Page excerpt

▼

The capital’s Berlin Brandenburg Willy Brandt Airport has become the laughing stock of the nation. A year ago, its widely advertised opening had to be cancelled at the last minute because the fire-prevention system was deemed totally inadequate. The airport was initially scheduled to open in 2010.
A year on and with the project’s board of governors apparently too anxious about delays to name a new opening date, the ghost airport has assumed the role of a seemingly never-ending, yet highly expensive, farce. “It has become the most costly, non-operational construction site in the country,” as Der Spiegel magazine has described the airport.
Energy misuse has been singled out as the main expense. The empty main terminal building and the airport runways are illuminated round the clock by scores of powerful arc lights, although there are no aircraft and no passengers.
Last month Horst Amann, the airport’s technical director, said it had proved impossible to turn the lights off: “It has to do with the fact that we haven’t progressed far enough with our lighting system to be in a position to control it.”
Work on completing the main terminal building came to a standstill last year. Since then, inspectors have been struggling to identify a string of construction defects and design errors, including faults in its fire prevention, baggage handling, runway lighting and check-in systems, and simple cracks in floor tiling.
Details of a financial inquiry commissioned by the airport’s new director, Hartmut Mehdorn, a former Deutsche Bahn boss, revealed that the non-functioning airport’s energy costs were higher than that of Berlin’s existing 65-year-old Tegel airport, where over 400 planes take off and land each day.
The inquiry showed that the spiralling costs were incurred by lighting runways and roads and keeping the new airport’s air-conditioning system running flat out in the main terminal and other adjacent structures.
No one from the airport was prepared to comment on the findings of the financial inquiry. Klaus Wowereit, Berlin’s Social Democrat Mayor, an airport board member and one of the project’s most ardent backers, said last week he had “no idea” that the airport would not open on time.
Berlin-Brandenburg International was meant to become the German capital’s air hub replacing Tegel and Berlin Schönefeld airports and the now-closed Tempelhof airport.

▲

Exercise requirements
A – According to the Berlin airport article, in what year was the airport initially scheduled to open?
B – Translate this sentence from the Berlin airport article into Spanish: "Energy misuse has been singled out as the main expense."

Listing
▼

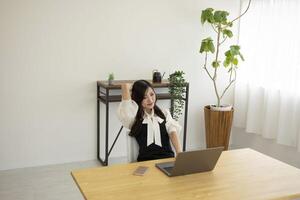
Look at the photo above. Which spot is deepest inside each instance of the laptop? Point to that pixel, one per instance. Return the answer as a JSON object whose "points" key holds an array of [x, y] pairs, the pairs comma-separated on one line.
{"points": [[191, 162]]}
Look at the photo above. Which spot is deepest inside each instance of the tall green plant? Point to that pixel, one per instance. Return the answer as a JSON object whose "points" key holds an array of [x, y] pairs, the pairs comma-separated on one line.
{"points": [[177, 91], [221, 26]]}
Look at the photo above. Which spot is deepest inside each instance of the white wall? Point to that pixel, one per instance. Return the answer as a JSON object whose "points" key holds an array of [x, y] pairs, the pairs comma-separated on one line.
{"points": [[287, 154], [52, 52]]}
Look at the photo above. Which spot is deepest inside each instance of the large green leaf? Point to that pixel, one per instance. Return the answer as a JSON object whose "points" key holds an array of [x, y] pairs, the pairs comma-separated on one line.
{"points": [[207, 45], [228, 33]]}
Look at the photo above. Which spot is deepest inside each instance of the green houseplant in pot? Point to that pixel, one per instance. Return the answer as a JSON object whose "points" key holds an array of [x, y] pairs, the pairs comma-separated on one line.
{"points": [[218, 117]]}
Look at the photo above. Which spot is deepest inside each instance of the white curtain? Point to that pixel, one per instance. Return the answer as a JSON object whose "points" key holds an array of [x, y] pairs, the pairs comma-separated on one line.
{"points": [[267, 92]]}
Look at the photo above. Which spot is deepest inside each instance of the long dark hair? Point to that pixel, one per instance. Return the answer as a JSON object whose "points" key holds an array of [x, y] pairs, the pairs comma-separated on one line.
{"points": [[139, 89]]}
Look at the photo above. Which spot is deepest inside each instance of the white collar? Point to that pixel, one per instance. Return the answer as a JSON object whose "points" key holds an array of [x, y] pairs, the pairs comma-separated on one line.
{"points": [[153, 130]]}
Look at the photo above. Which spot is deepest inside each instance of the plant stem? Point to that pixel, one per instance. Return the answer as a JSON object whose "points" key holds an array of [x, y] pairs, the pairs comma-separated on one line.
{"points": [[205, 63], [228, 86], [216, 60]]}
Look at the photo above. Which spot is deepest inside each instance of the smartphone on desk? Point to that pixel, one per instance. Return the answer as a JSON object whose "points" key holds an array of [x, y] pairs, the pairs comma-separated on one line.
{"points": [[140, 170]]}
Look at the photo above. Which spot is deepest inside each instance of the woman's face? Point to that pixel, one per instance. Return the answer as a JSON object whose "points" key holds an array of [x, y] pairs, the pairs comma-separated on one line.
{"points": [[149, 99]]}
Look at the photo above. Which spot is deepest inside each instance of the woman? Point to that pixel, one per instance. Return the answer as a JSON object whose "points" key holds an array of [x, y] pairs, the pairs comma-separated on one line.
{"points": [[152, 128]]}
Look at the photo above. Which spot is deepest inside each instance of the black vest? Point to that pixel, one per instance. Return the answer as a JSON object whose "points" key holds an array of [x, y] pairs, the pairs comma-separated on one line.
{"points": [[154, 151]]}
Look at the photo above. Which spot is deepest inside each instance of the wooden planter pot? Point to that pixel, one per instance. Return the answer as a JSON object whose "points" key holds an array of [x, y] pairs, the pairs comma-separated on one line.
{"points": [[217, 127]]}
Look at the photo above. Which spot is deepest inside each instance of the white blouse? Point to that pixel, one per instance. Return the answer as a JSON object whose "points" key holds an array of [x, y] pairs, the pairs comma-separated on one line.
{"points": [[127, 111]]}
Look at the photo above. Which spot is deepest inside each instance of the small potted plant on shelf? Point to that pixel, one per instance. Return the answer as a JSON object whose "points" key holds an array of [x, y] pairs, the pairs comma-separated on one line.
{"points": [[177, 91], [111, 77], [218, 117]]}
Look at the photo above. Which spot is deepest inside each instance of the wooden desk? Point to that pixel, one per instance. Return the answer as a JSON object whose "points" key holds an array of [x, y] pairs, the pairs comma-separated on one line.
{"points": [[239, 174]]}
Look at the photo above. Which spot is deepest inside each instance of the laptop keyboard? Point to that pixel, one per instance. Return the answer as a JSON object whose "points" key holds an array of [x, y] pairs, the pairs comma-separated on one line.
{"points": [[168, 169]]}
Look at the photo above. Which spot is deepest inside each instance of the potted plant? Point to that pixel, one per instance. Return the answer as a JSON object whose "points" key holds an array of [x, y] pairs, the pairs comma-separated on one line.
{"points": [[218, 117], [111, 77], [177, 91]]}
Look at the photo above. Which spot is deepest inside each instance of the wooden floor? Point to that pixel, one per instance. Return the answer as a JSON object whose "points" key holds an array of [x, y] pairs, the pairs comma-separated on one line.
{"points": [[48, 182]]}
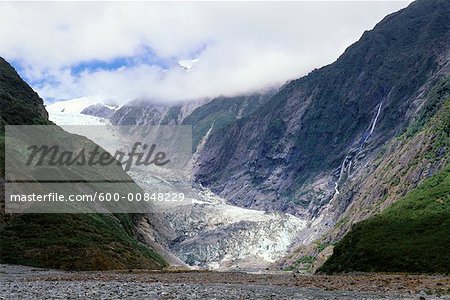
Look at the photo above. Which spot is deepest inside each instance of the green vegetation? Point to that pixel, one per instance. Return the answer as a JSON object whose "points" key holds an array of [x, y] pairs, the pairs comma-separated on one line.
{"points": [[65, 241], [73, 242], [412, 235]]}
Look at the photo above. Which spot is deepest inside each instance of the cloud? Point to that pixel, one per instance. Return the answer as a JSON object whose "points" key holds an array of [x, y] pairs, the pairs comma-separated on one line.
{"points": [[127, 50]]}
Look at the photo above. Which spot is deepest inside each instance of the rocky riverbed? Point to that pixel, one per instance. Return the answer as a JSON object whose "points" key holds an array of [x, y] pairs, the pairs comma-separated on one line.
{"points": [[19, 282]]}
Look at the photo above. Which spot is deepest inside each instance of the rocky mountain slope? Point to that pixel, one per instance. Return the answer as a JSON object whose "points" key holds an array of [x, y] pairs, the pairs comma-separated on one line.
{"points": [[297, 150], [66, 241]]}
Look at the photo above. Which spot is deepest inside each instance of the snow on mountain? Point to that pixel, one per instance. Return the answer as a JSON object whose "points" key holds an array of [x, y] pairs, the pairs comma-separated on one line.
{"points": [[68, 112], [187, 65], [74, 105]]}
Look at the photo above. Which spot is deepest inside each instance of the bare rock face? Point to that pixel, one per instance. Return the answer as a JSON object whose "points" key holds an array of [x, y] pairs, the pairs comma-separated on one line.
{"points": [[328, 125]]}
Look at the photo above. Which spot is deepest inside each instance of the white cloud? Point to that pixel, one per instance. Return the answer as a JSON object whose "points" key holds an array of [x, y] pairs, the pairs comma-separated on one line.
{"points": [[244, 46]]}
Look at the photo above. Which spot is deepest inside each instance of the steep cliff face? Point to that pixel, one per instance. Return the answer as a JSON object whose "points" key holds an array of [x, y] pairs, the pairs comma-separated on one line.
{"points": [[66, 241], [298, 150], [398, 168]]}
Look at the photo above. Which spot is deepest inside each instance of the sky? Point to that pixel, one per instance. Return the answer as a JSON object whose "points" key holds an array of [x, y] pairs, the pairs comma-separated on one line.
{"points": [[129, 50]]}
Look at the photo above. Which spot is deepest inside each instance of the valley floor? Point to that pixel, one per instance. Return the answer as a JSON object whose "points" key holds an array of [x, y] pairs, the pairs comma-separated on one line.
{"points": [[20, 282]]}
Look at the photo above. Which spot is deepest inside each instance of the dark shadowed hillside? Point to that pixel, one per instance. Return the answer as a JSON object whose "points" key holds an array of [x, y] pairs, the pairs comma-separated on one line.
{"points": [[66, 241], [291, 154]]}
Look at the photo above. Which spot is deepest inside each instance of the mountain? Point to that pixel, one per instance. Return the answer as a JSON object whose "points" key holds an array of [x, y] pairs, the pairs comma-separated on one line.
{"points": [[297, 150], [65, 241], [343, 143]]}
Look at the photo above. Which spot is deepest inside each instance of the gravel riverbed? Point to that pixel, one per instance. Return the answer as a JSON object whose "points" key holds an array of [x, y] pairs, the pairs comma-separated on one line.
{"points": [[20, 282]]}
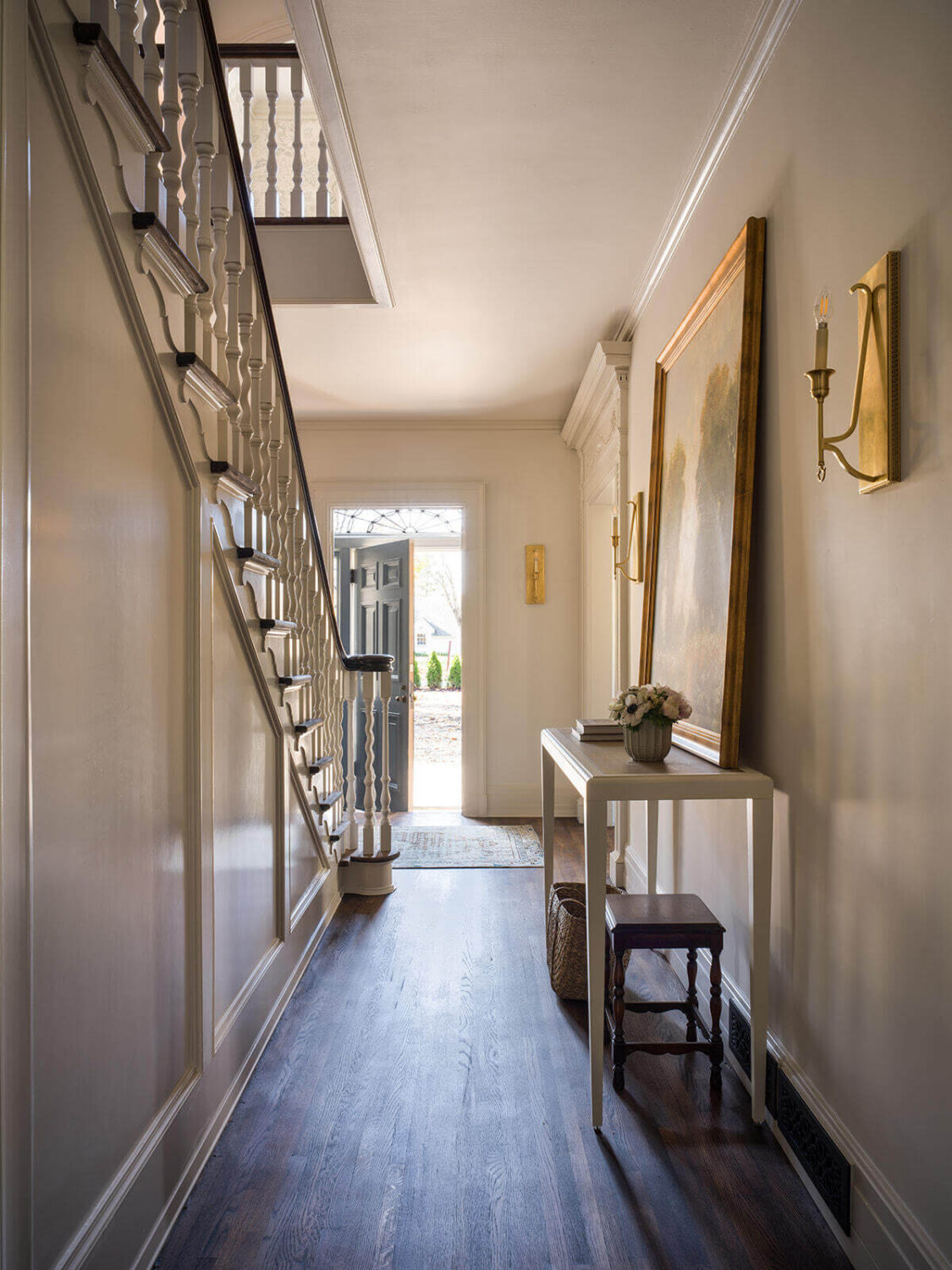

▲

The solutions
A – 2010

B – El uso indebido de la energía ha sido señalado como el gasto principal.